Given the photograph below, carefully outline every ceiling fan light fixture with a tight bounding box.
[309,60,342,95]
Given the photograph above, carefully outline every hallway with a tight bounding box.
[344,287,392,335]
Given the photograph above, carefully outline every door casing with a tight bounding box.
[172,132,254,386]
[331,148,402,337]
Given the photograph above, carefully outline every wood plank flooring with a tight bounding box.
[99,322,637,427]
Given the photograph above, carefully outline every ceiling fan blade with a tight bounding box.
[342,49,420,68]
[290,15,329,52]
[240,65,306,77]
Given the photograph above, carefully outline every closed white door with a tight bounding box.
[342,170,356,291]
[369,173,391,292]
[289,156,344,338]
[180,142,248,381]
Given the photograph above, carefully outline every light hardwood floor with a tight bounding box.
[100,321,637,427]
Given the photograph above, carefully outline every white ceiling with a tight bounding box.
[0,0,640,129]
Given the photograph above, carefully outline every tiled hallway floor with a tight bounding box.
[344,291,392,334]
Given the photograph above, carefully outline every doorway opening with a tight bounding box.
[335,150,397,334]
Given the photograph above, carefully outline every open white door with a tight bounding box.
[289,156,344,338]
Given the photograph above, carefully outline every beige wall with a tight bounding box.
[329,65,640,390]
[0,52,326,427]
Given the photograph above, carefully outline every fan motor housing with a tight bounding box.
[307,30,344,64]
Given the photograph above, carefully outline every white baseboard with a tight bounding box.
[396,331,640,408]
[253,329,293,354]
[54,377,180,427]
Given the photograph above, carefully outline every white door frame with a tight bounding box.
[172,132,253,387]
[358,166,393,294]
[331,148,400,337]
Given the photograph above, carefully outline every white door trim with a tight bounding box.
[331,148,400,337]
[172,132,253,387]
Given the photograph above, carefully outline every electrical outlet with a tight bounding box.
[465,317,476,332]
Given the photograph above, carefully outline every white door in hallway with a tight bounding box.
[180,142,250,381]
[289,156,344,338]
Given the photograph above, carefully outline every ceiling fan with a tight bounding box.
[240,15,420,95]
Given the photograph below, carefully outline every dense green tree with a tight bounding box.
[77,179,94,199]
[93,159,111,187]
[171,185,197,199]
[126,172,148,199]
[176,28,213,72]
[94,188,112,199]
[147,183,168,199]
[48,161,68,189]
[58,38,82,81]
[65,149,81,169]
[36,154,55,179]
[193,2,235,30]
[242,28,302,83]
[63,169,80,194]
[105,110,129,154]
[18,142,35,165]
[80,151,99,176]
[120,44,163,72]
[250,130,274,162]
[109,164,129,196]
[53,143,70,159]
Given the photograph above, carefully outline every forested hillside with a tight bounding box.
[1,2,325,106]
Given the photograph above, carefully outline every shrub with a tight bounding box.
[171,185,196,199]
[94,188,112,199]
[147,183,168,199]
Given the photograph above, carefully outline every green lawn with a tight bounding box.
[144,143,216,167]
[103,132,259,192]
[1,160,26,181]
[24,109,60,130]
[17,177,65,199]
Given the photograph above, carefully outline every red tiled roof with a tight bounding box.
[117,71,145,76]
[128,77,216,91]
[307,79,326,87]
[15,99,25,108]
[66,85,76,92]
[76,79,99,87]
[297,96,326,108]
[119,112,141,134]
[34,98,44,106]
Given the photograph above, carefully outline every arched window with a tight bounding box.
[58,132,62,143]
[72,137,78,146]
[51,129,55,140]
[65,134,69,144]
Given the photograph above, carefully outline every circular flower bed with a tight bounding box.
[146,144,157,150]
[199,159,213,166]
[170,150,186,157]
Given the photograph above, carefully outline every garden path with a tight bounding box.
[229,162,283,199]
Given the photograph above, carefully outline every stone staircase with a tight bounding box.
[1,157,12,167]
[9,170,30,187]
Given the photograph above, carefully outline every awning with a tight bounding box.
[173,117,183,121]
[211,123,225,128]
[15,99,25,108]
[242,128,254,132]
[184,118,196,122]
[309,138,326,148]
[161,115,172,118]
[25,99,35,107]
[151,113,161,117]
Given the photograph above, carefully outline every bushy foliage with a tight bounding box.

- - - -

◆ **SHORT PROBLEM**
Express the lines of the listing above as a JSON list of strings, one string per line and with blank lines omitted, from the first line of the listing through the line containing "[344,287,392,335]", both ends included.

◆ **OUTPUT OF THE TASK**
[
  "Given the photograph below, carefully outline every ceiling fan light fixture with a tight bounding box.",
  "[309,60,342,95]",
  "Given the photograph above, carefully outline every hallway with a tight bounding box.",
  "[344,287,392,335]"
]